TASK: Pictures in the data should be dropped; transcribe exactly the lines from the one that has "pixel 382 194" through the one that has "Exercise. Point out every instance of the small".

EXERCISE INPUTS:
========================

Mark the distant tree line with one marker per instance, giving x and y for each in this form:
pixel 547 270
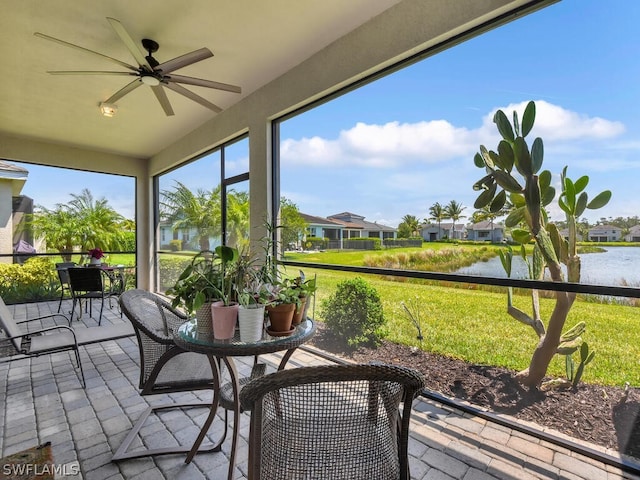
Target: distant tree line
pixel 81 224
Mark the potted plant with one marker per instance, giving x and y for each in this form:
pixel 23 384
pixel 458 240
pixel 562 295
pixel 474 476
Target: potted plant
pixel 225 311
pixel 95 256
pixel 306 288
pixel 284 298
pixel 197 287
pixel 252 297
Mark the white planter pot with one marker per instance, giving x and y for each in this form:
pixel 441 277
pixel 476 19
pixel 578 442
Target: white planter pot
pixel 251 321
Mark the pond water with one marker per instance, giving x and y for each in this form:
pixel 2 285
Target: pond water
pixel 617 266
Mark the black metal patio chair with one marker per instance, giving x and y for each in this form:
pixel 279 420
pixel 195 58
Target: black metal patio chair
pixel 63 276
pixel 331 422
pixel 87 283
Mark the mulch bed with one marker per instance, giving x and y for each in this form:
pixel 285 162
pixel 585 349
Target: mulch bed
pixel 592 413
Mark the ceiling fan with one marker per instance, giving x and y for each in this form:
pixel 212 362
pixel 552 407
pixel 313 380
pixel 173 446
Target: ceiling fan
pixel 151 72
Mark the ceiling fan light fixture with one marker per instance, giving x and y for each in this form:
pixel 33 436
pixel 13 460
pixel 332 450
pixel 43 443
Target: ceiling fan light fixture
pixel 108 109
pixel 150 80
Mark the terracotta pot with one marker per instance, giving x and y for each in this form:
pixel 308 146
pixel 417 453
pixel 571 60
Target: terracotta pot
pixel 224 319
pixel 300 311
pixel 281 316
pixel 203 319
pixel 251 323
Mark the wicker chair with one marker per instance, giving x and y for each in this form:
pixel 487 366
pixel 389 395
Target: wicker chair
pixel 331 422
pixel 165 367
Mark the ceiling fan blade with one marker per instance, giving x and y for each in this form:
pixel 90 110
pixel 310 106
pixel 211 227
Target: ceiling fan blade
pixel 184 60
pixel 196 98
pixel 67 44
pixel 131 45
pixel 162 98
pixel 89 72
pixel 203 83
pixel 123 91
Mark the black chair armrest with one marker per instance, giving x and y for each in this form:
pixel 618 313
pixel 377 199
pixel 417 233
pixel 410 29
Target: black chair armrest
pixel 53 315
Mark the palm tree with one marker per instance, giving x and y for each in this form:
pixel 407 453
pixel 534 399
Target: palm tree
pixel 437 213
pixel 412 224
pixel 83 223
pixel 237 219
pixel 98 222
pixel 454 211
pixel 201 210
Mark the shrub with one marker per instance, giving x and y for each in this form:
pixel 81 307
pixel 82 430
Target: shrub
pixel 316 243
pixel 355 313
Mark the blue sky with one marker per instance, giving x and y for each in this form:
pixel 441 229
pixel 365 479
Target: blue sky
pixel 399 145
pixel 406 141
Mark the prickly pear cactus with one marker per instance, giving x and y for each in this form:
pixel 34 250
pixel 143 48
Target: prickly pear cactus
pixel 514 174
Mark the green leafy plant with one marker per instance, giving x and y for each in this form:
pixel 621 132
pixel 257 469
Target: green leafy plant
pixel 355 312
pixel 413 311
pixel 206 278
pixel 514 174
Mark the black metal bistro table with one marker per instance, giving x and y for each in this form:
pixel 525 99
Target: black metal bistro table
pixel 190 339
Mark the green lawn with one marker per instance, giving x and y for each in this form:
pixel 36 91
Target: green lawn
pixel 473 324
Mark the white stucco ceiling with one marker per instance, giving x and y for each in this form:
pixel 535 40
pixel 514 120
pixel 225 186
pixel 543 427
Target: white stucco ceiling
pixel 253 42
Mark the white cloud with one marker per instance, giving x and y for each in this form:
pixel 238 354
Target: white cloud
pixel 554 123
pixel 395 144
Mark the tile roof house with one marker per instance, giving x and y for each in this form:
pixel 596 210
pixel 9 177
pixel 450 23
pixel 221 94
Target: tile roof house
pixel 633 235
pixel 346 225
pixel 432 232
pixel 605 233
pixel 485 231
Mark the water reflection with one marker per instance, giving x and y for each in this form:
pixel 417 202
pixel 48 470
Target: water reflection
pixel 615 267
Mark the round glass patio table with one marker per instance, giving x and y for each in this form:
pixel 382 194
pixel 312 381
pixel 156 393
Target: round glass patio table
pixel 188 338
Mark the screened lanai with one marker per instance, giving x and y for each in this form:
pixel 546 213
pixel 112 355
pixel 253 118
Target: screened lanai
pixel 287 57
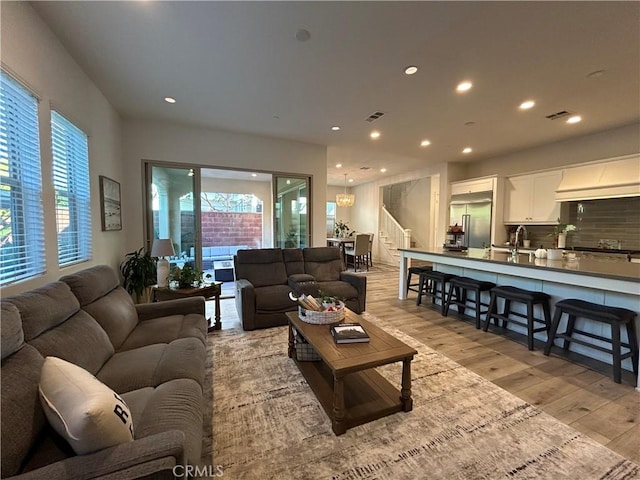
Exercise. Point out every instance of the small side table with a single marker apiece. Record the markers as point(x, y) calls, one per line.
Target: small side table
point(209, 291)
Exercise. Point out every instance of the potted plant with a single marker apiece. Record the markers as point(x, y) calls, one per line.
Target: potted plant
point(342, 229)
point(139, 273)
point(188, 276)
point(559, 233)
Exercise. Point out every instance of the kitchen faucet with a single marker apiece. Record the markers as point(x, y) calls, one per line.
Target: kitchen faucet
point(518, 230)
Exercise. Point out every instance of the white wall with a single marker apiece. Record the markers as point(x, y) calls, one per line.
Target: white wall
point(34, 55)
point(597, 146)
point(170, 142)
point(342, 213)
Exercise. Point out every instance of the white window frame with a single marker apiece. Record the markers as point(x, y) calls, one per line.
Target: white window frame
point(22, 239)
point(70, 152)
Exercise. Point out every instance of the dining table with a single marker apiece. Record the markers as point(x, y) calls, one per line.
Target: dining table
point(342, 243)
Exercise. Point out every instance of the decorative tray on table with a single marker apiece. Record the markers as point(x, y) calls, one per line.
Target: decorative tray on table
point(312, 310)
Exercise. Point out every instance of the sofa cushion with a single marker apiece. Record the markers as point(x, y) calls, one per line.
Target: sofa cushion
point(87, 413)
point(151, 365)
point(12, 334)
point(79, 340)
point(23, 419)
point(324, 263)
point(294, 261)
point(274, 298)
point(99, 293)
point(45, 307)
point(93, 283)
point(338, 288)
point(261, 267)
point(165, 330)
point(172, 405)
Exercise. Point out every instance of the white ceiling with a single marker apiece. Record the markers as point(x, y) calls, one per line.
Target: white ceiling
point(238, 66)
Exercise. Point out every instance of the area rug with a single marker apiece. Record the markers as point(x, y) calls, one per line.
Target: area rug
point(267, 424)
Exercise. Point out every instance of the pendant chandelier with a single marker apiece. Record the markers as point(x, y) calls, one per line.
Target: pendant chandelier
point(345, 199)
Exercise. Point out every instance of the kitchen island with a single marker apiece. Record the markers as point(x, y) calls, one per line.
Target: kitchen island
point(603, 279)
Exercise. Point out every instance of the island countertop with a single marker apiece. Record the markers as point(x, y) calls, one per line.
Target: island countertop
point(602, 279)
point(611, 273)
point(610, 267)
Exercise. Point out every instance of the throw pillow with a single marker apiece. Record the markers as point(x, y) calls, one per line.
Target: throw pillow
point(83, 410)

========================

RESPONSE:
pixel 382 194
pixel 312 381
pixel 156 393
Target: round glass patio table
pixel 188 338
Mark the screened lanai with one marker per instance, giving x and y for each in this form:
pixel 546 213
pixel 112 355
pixel 253 118
Target: screened lanai
pixel 287 57
Exercise. Point out every instance of the small side table with a single marker apiece. Record the markers as point(x, y) calls, one per line.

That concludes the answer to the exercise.